### Exercise directions
The records sit below. Return every line in them that holds the word "seated".

*** Entries shown ***

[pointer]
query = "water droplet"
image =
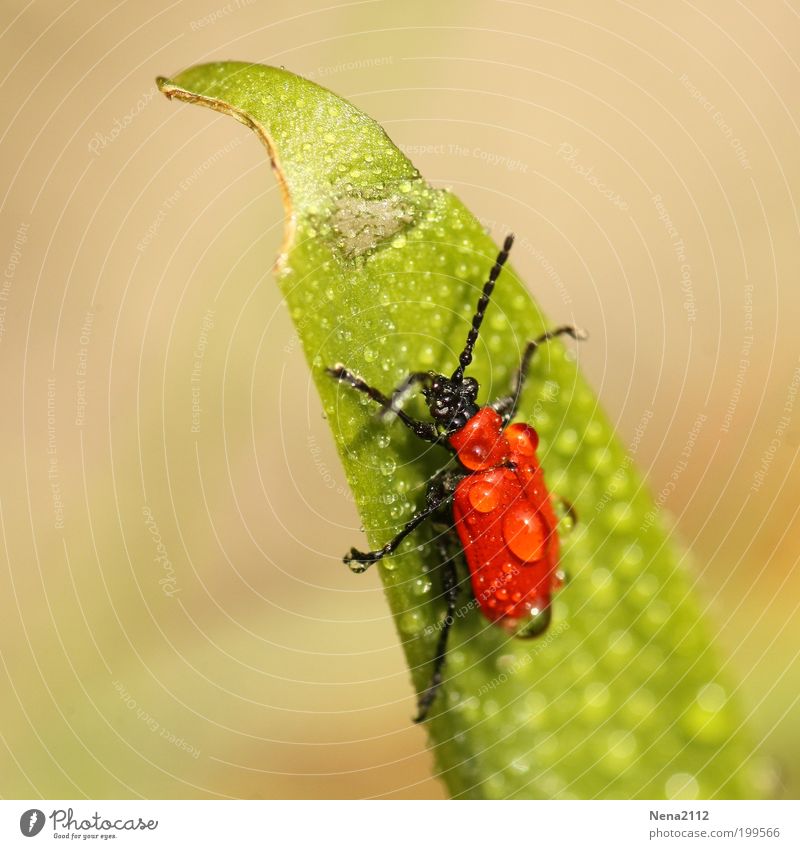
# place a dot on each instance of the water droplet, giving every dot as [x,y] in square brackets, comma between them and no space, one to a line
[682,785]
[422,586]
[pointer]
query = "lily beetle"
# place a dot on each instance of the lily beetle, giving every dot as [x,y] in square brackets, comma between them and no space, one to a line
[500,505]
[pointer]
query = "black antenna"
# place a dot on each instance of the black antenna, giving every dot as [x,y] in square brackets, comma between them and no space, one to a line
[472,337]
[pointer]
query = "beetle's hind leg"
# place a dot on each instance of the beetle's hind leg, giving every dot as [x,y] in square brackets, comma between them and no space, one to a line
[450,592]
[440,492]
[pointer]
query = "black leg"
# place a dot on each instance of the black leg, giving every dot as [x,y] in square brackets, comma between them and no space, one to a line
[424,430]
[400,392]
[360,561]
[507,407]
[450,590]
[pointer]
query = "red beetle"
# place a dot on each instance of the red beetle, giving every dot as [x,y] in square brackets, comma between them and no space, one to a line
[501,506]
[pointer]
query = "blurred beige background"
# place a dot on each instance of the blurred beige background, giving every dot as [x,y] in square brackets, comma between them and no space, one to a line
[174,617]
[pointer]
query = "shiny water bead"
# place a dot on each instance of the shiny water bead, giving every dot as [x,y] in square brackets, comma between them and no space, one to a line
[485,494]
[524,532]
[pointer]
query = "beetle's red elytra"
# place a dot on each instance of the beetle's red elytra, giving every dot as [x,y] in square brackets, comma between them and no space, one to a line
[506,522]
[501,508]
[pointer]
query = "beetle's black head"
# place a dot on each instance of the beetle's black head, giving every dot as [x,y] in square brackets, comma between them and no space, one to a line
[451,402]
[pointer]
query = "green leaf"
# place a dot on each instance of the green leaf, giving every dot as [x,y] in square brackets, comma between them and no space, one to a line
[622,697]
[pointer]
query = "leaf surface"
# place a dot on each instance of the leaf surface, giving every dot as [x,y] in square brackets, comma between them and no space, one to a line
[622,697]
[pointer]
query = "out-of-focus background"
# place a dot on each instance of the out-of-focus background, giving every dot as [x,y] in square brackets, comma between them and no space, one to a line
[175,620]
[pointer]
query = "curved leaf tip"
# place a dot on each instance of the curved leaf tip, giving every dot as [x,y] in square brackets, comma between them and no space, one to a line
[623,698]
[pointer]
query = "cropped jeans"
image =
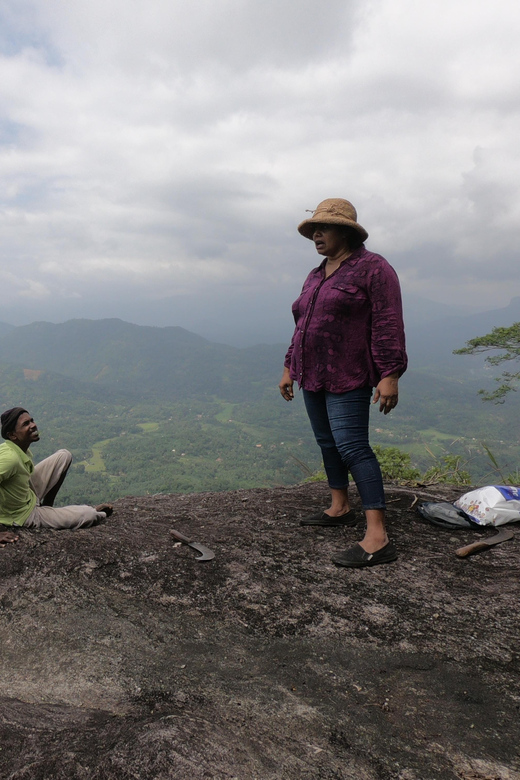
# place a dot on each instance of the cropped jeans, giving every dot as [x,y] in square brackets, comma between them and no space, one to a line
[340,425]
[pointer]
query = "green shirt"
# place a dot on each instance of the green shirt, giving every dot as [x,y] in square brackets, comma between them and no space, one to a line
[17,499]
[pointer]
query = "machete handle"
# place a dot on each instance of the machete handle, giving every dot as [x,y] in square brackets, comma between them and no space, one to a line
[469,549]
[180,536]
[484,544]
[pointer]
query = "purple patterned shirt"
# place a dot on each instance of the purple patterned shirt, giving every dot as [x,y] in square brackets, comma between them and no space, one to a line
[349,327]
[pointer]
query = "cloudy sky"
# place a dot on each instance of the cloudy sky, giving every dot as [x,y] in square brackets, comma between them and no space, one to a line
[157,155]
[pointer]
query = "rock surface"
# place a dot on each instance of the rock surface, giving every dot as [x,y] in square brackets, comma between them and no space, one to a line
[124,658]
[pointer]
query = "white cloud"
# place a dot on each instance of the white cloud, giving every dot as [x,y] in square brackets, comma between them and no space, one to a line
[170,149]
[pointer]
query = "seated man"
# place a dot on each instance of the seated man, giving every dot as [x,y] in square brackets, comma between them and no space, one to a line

*** End of Entries shown ***

### Expected answer
query = "seated man"
# place a dot on each instance of the seated man, giving every dot as [x,y] in square brackets, comma between them and no space, one to a line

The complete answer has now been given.